• _PROBLEMAS_:
• a. No texto sobre o minimalismo, que nomes surgiram do movimento Bauhaus?
• b. Transcreva do texto sobre o minimalismo o trecho entre "Deste movimento emergiram" e "possibilidades de todos.", inclusive.

• _TEXTO DE LEITURA_:
-- -- --

O que diria Gropius se visse o minimalismo dos nossos dias? A estética que nasceu para libertar o quotidiano da ostentação desnecessária tornou-se, ironicamente, a máscara da falta. Hoje, num mundo que aplaude o “menos é mais” como virtude, resta perguntar: escolhemos o “menos” por princípio ou acabamos por aceitá-lo por falta de alternativa?

No século XXI, o “menos é mais” já quase deixou de ser uma escolha, tornando-se uma sentença. Quando o minimalismo se torna obrigatório, o sonho de Gropius transforma-se em pesadelo: o design já não liberta — limita.

Primeiro, é importante entender o contexto de ruptura que deu origem ao movimento Bauhaus. Após a Primeira Grande Guerra, a Europa encontrava-se num autêntico precipício de valores morais e sociais: regimes que outrora pareciam eternos cederam às fissuras abertas pela guerra, desagregando-se e deixando o continente órfão, à procura de reconstrução física e simbólica. Neste cenário, Gropius e os seus discípulos acreditavam que simplificar e libertar o quotidiano dos excessos era um ato de democratização real. Casas, móveis, tipografia e cidades deviam ser belos na simplicidade e úteis para todos. O design industrial prometia um futuro onde a forma seguisse a função, usando somente o necessário — não necessariamente por falta de meios, embora no contexto pós-Primeira Grande Guerra fosse importante a poupança de recursos, mas por convicção estética e ética.

Deste movimento emergiram nomes como Mies van der Rohe, Marcel Breuer e Gunta Stölzl, crentes de que o quotidiano podia ser elevado através da forma pura e acessível. O minimalismo era, então, uma estética de abundância moral: cortar o excesso para expandir as possibilidades de todos.

No entanto, o sonho original da Bauhaus, uma estética de simplicidade libertadora, surge hoje cada vez mais corrompido. No século XXI, o minimalismo transformou-se numa doutrina imposta, e não numa escolha estética ou ética.

Vivemos uma imposição pela escassez. As crises económicas, a precariedade laboral e os salários estagnados afetam as nossas escolhas e as nossas liberdades, forçando-nos a seguir uma via minimalista devido ao contexto e não a uma escolha ou crença pessoal.

O que antes era uma opção consciente e utópica, que promovia a democratização do belo e funcional, tornou-se um limite imposto pela falta de alternativas. Vivemos numa era em que “menos” é frequentemente sinónimo de “mais barato” — e o mais barato, por sua vez, é quase sempre mais simples, mais básico, fabricado em massa para maximizar lucros e minimizar custos.

-- -- --

Itens de uma fonte de dados:
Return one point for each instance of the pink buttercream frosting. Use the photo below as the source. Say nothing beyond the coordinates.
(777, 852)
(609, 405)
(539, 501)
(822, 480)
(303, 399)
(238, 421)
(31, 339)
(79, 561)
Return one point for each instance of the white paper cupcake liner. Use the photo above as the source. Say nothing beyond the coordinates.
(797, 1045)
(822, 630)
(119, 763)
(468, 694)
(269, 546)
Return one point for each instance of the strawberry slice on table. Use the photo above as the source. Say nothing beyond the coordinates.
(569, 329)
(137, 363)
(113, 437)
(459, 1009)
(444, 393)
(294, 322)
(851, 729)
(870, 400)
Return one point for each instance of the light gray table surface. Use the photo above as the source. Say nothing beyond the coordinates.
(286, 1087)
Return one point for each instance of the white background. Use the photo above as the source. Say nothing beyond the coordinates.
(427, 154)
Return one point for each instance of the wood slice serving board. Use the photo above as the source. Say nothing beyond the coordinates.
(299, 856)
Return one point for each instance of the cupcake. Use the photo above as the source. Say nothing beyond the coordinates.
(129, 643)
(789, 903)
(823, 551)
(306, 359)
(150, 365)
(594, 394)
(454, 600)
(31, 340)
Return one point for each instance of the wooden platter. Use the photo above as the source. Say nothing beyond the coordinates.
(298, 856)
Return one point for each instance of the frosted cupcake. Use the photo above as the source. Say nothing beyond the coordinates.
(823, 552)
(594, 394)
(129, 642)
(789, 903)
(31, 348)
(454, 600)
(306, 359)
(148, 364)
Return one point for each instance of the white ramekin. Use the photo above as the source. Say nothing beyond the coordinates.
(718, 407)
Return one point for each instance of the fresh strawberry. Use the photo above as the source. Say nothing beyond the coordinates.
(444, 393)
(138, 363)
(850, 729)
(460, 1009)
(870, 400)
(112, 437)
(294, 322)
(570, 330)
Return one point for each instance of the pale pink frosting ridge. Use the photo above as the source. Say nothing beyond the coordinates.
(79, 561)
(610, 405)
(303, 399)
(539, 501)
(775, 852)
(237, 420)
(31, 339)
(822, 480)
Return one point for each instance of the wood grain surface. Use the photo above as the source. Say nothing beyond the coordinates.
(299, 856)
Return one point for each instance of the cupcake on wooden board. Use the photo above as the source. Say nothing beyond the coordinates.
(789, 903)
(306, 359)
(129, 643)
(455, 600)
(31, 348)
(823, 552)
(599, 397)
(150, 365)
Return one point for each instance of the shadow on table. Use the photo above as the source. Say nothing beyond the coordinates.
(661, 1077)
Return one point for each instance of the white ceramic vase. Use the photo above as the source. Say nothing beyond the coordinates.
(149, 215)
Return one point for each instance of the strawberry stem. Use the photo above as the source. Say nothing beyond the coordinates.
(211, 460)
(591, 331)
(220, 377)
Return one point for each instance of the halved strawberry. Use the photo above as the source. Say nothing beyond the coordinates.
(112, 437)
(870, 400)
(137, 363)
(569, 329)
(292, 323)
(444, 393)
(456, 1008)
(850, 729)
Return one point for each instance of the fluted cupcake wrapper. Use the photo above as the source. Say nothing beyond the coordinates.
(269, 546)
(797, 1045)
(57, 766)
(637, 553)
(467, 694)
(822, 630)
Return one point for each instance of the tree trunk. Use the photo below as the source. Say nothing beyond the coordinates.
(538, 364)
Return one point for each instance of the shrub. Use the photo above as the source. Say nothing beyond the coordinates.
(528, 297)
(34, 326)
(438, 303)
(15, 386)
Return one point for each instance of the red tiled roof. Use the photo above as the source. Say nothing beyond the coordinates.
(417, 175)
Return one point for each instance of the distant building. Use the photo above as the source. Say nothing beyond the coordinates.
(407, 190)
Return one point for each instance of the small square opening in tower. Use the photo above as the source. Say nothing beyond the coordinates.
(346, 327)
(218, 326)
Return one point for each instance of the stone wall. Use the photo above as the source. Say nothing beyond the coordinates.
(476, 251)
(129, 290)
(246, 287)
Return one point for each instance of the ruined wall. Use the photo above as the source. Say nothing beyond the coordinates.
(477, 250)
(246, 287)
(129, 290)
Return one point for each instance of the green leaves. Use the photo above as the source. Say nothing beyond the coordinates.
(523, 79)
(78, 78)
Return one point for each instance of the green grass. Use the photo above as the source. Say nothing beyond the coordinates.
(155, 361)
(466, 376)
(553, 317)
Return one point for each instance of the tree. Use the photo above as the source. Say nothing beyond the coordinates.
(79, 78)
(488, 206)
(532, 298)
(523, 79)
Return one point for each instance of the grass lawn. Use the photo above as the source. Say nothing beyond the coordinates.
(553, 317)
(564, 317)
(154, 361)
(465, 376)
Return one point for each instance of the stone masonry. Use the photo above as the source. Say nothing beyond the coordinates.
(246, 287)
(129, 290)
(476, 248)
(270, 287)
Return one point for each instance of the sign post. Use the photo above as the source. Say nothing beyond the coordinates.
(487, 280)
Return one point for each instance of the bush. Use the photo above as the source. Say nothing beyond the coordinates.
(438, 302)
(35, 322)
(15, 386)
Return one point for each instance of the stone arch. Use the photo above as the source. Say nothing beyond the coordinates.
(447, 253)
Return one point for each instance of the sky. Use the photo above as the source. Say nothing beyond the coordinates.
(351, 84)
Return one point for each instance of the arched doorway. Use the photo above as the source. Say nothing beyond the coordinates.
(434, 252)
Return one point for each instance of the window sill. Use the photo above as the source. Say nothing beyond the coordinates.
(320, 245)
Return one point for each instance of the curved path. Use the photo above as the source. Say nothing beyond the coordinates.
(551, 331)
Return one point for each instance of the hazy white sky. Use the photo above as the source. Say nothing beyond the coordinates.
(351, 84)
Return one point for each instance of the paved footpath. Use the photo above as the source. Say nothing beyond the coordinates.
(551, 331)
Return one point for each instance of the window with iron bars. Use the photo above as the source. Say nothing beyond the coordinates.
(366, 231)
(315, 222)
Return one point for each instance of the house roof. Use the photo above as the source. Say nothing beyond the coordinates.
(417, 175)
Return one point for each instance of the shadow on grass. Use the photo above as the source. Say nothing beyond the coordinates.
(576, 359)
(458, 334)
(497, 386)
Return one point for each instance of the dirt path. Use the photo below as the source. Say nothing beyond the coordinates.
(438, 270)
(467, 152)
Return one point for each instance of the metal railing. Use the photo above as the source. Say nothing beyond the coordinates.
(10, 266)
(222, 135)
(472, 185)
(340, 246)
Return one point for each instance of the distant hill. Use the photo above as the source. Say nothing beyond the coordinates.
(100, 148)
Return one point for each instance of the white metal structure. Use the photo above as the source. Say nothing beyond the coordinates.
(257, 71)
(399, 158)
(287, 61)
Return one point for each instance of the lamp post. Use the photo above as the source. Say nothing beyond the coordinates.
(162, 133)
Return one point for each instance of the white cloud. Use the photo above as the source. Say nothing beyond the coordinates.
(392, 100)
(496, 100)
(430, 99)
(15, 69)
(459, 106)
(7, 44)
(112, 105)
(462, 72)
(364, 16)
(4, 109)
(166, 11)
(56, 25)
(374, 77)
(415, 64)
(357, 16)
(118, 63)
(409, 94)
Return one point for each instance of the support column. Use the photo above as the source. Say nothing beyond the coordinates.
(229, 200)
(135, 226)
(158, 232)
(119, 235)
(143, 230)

-- -- --

• _RESOLUÇÕES COMPLETAS_:
• a. Mies van der Rohe, Marcel Breuer e Gunta Stölzl.

• b.
Deste movimento emergiram nomes como Mies van der Rohe, Marcel Breuer e Gunta Stölzl, crentes de que o quotidiano podia ser elevado através da forma pura e acessível. O minimalismo era, então, uma estética de abundância moral: cortar o excesso para expandir as possibilidades de todos.